Page excerpt
‘We agreed we have to unite:’ Largest ever flotilla sets sail to break Israel’s siege on Gaza
A new flotilla of over 50 ships — the largest yet — is to set sail from Barcelona to the Gaza Strip on August 31, members of the steering committee said at a press conference from the port ahead of their departure.
The flotilla is the latest in a chain of activist-organized groups that have set sail since the beginning of Israel’s genocidal war on Gaza, seeking to break the siege on Palestinians in the coastal enclave.
It builds on a nearly two-decade continuum of similar voyages that have attempted to break Israel’s blockade, of which only one has ever managed to reach Gaza’s coast. Other vessels have been intercepted and compounded by Israel’s navy, while most activists on board have been deported. In 2010, Israel killed nine people aboard a ship that had set sail from Turkey.
This time, the flotilla will include “more boats than all boats combined that tried to set sail to Gaza,” Thiago Avila, a member of the Global Sumud Flotilla steering committee, said at the Sunday press conference.
Israel arrested Avila in June 2025 alongside other activists who had set sail to Gaza aboard the Madleen from Catania, Italy.

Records
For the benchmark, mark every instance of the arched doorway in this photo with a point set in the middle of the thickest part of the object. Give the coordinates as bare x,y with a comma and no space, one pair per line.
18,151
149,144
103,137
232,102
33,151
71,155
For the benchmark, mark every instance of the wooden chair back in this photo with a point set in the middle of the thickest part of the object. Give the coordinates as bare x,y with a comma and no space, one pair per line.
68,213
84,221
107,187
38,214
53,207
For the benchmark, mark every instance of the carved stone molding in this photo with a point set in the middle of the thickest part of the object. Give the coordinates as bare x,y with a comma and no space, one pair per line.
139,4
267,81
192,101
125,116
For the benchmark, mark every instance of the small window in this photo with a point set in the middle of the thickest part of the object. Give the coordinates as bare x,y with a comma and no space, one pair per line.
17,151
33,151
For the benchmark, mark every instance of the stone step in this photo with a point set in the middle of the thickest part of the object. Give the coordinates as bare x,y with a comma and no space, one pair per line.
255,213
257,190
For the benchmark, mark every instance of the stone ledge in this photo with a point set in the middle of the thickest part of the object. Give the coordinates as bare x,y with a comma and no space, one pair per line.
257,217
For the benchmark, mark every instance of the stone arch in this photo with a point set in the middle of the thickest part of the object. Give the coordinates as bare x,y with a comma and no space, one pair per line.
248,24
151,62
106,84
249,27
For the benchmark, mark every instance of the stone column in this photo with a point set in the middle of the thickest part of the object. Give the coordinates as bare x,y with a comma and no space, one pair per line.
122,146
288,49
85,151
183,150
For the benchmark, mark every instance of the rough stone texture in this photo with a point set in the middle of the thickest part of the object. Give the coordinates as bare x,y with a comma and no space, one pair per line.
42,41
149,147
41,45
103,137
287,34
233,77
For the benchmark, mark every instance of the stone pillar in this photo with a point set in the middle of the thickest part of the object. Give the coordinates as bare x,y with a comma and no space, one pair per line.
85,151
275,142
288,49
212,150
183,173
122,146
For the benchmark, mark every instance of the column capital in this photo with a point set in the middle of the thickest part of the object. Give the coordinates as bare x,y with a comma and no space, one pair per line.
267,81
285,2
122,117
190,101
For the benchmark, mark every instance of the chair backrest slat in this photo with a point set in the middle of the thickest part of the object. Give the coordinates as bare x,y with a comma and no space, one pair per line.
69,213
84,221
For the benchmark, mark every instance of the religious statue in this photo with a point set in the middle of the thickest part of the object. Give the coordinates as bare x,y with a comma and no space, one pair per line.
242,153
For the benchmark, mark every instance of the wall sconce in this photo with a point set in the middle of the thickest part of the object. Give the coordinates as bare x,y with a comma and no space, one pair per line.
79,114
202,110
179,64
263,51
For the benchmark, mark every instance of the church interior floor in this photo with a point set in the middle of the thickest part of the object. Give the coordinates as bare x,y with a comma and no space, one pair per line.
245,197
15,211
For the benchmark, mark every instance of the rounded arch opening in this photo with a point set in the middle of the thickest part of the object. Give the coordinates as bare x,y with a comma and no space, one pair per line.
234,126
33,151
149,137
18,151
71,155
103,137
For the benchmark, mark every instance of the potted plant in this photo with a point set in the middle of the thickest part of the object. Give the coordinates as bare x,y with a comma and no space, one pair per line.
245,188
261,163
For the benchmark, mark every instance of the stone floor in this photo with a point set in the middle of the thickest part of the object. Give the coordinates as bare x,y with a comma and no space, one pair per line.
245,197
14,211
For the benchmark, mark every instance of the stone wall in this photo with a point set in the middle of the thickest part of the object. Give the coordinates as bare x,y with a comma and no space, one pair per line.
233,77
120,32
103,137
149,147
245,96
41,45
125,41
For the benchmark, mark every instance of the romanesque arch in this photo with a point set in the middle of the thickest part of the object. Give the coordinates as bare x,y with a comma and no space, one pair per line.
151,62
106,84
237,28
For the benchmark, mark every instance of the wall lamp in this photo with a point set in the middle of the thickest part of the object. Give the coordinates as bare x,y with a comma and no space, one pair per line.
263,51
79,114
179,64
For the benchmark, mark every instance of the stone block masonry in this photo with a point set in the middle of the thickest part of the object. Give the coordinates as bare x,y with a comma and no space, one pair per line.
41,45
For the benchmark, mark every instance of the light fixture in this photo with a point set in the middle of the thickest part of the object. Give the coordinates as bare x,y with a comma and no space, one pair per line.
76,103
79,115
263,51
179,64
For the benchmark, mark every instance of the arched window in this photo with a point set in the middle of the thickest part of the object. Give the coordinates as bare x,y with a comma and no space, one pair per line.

What you need to do
1) Condense the paragraph of the flotilla article that begins "It builds on a nearly two-decade continuum" into a short bulleted list that keeps its main facts.
2) Using the flotilla article, answer these questions:
(a) From which port is the new flotilla to set sail, and on what date?
(b) How many people did Israel kill aboard a ship in 2010?
(c) Aboard which vessel was Thiago Avila when Israel arrested him in June 2025, and where had it set sail from?
3) Pick up the flotilla article after its last paragraph and continue writing it.
Nothing in the entries is required here.

Answers for the tasks
1)
- Similar voyages to break Israel's blockade have gone on for nearly two decades.
- Only one has ever reached Gaza's coast.
- Israel's navy intercepted the other vessels, and most activists on board were deported.
- In 2010, Israel killed nine people aboard a ship that had sailed from Turkey.

2)
(a) Barcelona, on August 31.
(b) Nine.
(c) The Madleen, which set sail from Catania, Italy.

3)
According to Yasmine Acar, another steering committee member who was also on board the Madleen, the maritime mission includes delegations from 44 countries, with 30,000 people registered to take part. Acar said the boats will be sailing from Barcelona, but they will also be joined by boats from Greece, Italy and Tunisia.
The fleet brings together multiple groups, including the Sumud Nusantara initiative launched from Malaysia and eight other Southeast Asian countries.
The boats will carry the names of Palestinian historical cities, according to Seif Abukeshek, a third steering committee member. While they will also carry aid, the primary purpose of the action is one of solidarity, and not an act of charity, activist Greta Thunberg said at the presser.
Abukeshek was one of the coordinators of the Global March to Gaza, another movement that sought to break the siege in June by a land march starting from Cairo and which was violently dispersed by security personnel in Ismailia. Abukeshek was arrested in Egypt, alongside other participants who came to join the march. He was released shortly after.
He said plans for the current flotilla mission emerged from prior activist efforts to break the siege, including the third initiative, the Sumud Convoy, which gathered participants from Tunisia to travel across Libya to Egypt in parallel to the global march starting in Cairo.
“The decision to start this mission was taken on June 22, after coming back from three missions — the Global March to Gaza, the Sumud Convoy and the Madleen. The three movements tried to break the siege in three different ways and then, we agreed that we have to unite,” Abukeshek said.
The decision to set sail from Barcelona is related to the support they have gotten from the municipality there, Abukeshek said.
The Freedom Flotilla Coalition, a group of 15 international campaigns, has launched multiple sea missions to challenge the siege Israel has imposed on the Gaza Strip since 2006.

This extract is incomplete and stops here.